* PROBLEM DETAILS
Write out all entries word for word.

[Stored records]
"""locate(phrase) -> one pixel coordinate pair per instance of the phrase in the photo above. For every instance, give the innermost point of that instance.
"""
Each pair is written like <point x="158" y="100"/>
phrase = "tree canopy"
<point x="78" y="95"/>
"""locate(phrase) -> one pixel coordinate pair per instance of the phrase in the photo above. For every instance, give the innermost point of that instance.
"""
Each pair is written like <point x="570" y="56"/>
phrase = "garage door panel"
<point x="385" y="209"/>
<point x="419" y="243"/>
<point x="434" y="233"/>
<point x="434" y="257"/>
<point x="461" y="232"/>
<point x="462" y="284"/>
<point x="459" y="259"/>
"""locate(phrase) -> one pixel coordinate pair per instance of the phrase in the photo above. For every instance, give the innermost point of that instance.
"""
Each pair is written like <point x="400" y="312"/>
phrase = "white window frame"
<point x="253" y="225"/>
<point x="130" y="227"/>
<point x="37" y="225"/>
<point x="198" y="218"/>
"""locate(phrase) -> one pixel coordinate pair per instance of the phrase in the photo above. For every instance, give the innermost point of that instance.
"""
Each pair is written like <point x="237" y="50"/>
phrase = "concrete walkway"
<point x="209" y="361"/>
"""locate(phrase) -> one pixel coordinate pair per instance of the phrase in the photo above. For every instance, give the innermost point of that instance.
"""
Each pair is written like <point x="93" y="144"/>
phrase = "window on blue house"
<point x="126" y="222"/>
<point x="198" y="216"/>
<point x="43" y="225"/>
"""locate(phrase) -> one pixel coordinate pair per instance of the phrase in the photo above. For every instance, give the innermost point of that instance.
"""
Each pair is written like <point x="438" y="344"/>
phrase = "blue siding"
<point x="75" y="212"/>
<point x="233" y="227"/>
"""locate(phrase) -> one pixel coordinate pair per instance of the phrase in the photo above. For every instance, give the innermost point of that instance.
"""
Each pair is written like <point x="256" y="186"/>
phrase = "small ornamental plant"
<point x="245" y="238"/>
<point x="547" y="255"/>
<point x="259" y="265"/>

* RESPONSE TO THIS EXERCISE
"""locate(phrase) -> one pixel coordinate pair per instance of the phrase in the photo above. For every instance, give the innermost point of that instance.
"""
Each pair is written like <point x="158" y="100"/>
phrase = "tree canopy"
<point x="78" y="95"/>
"""locate(phrase) -> one pixel coordinate pair per instance of the phrase in the photo above. For every instance, give the innermost point of that instance.
"""
Each pair is written like <point x="570" y="56"/>
phrase = "garage door panel"
<point x="385" y="209"/>
<point x="419" y="243"/>
<point x="434" y="233"/>
<point x="434" y="257"/>
<point x="461" y="232"/>
<point x="462" y="284"/>
<point x="459" y="259"/>
"""locate(phrase) -> one pixel coordinate pair per instance of the phrase in the photo above. For every instance, give the innermost point of that instance.
"""
Each pair is written like <point x="400" y="312"/>
phrase = "white window frame"
<point x="253" y="225"/>
<point x="130" y="227"/>
<point x="37" y="225"/>
<point x="198" y="218"/>
"""locate(phrase) -> one pixel coordinate pair per instance of the phrase in the photo above. For every instance, give the innermost point of that instance.
"""
Each pair is written like <point x="237" y="50"/>
phrase = "concrete walkway"
<point x="209" y="361"/>
"""locate(phrase) -> one pixel coordinate pair per instance of the phrase in the photo above. For every instance, give the innermost point of that instance.
"""
Each pair is written like <point x="93" y="144"/>
phrase = "window on blue house"
<point x="126" y="222"/>
<point x="198" y="216"/>
<point x="43" y="225"/>
"""locate(phrase) -> one pixel coordinate pair per instance of the phrase in the photo above. For every instance, give the innermost point of that instance.
"""
Each pair is written like <point x="438" y="344"/>
phrase = "blue siding"
<point x="75" y="212"/>
<point x="233" y="227"/>
"""locate(phrase) -> one pixel coordinate pair per instance of the phrase in the photo above. For every instance, give the innermost point of that instance.
"""
Each pair is written like <point x="256" y="186"/>
phrase = "small ornamental plant"
<point x="245" y="238"/>
<point x="547" y="255"/>
<point x="259" y="265"/>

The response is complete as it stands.